TASK =
Repeat exactly, and only, the lines from the line containing "Need: drop a pin on every instance of the dark open" through the last line of the records below, including both.
^^^^^^^^^^^^^^^^
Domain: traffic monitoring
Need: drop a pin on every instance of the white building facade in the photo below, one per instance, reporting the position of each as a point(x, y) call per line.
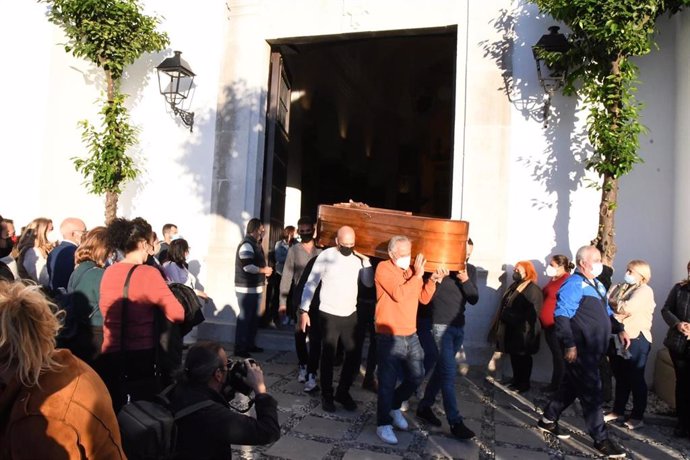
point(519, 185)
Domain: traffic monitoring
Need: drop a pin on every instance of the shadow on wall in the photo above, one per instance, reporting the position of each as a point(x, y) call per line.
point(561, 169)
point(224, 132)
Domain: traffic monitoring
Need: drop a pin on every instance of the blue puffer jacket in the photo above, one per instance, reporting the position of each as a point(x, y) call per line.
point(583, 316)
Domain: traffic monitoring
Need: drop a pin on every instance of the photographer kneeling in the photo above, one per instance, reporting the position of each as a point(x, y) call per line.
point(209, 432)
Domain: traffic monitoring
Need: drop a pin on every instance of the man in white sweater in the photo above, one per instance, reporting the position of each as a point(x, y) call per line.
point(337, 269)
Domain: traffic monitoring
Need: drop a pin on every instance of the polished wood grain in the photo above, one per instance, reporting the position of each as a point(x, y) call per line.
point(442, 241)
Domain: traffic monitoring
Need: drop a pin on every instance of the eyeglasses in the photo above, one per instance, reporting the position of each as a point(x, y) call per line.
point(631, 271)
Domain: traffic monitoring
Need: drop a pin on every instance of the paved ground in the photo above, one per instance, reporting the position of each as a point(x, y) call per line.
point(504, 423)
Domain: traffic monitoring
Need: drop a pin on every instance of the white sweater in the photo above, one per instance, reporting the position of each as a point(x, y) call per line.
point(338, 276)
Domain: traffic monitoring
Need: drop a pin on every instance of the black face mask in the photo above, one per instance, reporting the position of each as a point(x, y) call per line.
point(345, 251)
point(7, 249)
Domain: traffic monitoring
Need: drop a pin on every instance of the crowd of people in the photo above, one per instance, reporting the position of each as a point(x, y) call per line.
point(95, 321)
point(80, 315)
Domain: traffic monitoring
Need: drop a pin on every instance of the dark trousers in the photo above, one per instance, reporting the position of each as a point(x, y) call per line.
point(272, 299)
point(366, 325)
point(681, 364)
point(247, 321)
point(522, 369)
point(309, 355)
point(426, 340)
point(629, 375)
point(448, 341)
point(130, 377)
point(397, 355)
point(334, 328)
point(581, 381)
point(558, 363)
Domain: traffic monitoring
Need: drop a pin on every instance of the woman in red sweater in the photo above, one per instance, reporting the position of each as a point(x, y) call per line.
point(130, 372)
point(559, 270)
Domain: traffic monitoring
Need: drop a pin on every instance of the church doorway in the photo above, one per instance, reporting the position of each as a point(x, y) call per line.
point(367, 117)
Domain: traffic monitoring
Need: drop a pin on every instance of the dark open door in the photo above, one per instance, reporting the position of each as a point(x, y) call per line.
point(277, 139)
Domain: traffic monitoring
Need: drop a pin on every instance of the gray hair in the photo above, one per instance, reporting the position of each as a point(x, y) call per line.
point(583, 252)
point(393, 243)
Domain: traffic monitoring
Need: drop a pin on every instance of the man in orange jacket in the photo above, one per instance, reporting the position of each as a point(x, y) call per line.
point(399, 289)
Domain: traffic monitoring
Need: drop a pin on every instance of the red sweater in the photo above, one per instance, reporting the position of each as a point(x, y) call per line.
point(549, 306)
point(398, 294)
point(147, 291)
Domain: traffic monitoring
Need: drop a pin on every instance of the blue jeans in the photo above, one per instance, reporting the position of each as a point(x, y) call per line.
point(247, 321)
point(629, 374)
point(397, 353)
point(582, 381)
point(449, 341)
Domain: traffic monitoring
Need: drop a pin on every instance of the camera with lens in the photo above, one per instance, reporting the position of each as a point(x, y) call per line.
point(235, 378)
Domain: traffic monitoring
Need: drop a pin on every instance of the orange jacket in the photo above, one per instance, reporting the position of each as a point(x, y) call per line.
^^^^^^^^^^^^^^^^
RESPONSE AREA =
Need: drop a pin on every instance of the dark open door in the photo above, one per instance, reporting the position of each as a point(x, y) call per line.
point(277, 139)
Domain: traffic monitoring
Need: drop a pin on every instance of the gray hair in the photo above, one per instance, reporting the position of each as a point(x, y) call per line.
point(583, 252)
point(393, 243)
Domain: traffic monitoring
Need: drop a pin on every instance of the man in orange jacket in the photo above, one per instance, reporting the position of each as a point(x, y) call per line.
point(399, 289)
Domain: traffic monitoring
Need: drop a pin on every instance of the red sweater in the photo above, one per instance, reporting the position of each as a point(x, y) call per line.
point(549, 306)
point(398, 294)
point(147, 291)
Domain: traffic monitoring
Need: drop a pin on every instance of the blue jeans in the photo above, one per instance, reporting the position of each as a point(x, y) call per line.
point(247, 321)
point(629, 374)
point(397, 353)
point(582, 381)
point(449, 341)
Domain: traffic monitoring
Need: drop a pin on every instance of the camera with lens in the photo above, one per instance, reporting the position of each as a point(x, y) call per line.
point(235, 378)
Domain: traffic monitoring
Need: drop a pin on every instance of the orange jacket in the photo above, one per instance, reporting the position of each as a point(x, y) call per line.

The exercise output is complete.